— Begin Materials provided —
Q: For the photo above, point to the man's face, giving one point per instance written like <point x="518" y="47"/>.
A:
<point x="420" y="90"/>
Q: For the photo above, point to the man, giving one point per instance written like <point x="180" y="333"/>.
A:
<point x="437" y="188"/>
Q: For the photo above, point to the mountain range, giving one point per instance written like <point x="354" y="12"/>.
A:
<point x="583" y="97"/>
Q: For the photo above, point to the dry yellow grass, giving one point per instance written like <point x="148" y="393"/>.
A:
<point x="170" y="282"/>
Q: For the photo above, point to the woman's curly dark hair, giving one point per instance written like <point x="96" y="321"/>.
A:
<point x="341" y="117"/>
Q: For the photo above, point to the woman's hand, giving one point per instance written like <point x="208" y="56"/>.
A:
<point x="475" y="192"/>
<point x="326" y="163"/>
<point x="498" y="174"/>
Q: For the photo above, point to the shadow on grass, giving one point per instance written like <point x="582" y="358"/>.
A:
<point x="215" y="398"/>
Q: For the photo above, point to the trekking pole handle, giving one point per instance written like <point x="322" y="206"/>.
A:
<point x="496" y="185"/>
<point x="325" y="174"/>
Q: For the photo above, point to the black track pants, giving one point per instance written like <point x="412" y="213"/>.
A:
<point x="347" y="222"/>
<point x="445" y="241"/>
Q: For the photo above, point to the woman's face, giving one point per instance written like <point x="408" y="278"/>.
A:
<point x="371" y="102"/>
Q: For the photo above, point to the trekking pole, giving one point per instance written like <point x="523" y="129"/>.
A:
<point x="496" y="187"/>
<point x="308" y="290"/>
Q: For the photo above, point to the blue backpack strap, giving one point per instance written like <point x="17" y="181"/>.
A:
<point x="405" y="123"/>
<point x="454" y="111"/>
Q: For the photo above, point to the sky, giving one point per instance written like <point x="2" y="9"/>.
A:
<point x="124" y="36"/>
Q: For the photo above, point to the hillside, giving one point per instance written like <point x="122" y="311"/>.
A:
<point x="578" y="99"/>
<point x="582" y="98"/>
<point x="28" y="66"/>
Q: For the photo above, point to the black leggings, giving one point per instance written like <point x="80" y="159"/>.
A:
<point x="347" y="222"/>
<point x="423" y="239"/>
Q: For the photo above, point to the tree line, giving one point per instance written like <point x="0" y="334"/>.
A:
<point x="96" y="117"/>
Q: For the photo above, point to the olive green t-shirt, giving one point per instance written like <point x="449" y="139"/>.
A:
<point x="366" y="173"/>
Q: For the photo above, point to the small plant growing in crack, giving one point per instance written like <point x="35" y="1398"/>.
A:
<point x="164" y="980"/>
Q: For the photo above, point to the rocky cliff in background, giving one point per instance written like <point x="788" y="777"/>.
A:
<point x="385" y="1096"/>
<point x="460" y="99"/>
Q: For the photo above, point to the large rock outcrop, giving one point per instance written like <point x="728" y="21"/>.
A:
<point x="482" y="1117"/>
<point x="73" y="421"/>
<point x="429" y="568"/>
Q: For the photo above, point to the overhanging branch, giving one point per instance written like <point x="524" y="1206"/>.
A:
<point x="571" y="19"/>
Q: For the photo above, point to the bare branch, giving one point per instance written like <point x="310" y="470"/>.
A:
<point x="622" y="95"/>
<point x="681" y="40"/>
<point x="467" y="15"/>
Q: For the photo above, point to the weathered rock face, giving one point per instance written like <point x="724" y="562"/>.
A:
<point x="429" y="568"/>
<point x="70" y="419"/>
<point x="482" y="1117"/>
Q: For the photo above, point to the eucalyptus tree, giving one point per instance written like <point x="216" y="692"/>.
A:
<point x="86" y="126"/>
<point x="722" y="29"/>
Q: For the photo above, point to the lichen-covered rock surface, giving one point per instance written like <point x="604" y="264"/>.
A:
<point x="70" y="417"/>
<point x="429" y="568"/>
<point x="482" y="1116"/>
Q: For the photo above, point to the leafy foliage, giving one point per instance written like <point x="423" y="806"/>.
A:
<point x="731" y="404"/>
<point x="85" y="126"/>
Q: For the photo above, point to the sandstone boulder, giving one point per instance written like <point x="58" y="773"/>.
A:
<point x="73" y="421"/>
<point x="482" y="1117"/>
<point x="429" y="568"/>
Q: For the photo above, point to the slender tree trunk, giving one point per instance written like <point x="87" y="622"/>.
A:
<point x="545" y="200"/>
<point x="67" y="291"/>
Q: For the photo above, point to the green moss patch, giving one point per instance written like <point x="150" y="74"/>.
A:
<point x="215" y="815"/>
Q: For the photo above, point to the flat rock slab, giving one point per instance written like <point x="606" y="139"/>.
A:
— End Materials provided —
**Stated exercise**
Reproduce the data above from the line with "Q: For the photo above, point to the eucalyptus" through the last line, increasing every coordinate in the answers by 117 and leaving every other line as it is.

**Answer**
Q: For the photo above, point to the eucalyptus tree, giving one point per instance written like <point x="216" y="692"/>.
A:
<point x="203" y="243"/>
<point x="839" y="146"/>
Q: For the photo above, point to the lichen-covered rock surface, giving one point per instance written like <point x="604" y="264"/>.
A:
<point x="187" y="534"/>
<point x="546" y="685"/>
<point x="599" y="1233"/>
Q: For the photo above, point to the leafy foliage, giving one point per instance written like <point x="423" y="806"/>.
A:
<point x="848" y="521"/>
<point x="202" y="243"/>
Q: For the photo above, point to the sandstone boulder, giving one point per instance written like <point x="58" y="773"/>.
A:
<point x="190" y="538"/>
<point x="599" y="1234"/>
<point x="546" y="685"/>
Q: For the photo above, point to the slender tree trunk, giving one point per instance written like <point x="87" y="622"/>.
A:
<point x="662" y="317"/>
<point x="184" y="408"/>
Q: For the photo above, point to the green moss patch, giving one point per instance written like <point x="150" y="74"/>.
A:
<point x="332" y="932"/>
Q: For the photo above, point to the flat rock slab, giving one point per instance written like <point x="606" y="139"/>.
A:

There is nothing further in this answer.